◆ YOUR TASK ◆
The required output is a copy of each line in the material below that includes "post".

============

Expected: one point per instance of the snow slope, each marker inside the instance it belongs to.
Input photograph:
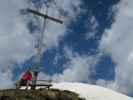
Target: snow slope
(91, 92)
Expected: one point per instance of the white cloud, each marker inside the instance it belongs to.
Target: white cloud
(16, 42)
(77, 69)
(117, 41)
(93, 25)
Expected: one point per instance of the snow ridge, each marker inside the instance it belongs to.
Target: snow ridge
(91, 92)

============

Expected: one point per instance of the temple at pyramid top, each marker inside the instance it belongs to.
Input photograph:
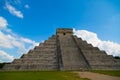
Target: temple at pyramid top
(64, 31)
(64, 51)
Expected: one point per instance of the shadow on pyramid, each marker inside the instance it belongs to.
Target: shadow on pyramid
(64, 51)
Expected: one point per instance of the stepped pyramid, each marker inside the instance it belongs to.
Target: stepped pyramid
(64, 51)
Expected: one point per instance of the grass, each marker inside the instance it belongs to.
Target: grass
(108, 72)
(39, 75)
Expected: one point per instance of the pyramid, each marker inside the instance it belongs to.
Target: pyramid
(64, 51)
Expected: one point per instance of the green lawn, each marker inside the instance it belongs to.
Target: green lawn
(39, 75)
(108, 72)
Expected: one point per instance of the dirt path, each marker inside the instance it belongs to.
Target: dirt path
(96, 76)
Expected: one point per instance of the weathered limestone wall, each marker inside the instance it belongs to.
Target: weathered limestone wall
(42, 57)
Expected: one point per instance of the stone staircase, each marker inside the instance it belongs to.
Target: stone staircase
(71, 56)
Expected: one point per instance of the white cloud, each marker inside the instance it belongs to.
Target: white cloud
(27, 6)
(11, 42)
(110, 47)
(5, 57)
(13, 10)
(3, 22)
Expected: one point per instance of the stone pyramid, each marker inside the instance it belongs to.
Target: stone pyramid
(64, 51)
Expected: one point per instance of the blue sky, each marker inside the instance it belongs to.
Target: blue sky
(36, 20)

============

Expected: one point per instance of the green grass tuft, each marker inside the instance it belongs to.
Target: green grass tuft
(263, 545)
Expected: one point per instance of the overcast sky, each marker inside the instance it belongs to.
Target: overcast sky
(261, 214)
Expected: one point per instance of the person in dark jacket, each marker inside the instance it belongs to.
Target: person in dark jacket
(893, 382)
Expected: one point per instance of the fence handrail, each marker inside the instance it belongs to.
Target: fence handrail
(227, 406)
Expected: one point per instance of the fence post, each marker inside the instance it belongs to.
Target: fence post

============

◆ RESPONSE BELOW ◆
Expected: one point per instance of the fence post, each marker inside the instance it belongs to.
Target: fence post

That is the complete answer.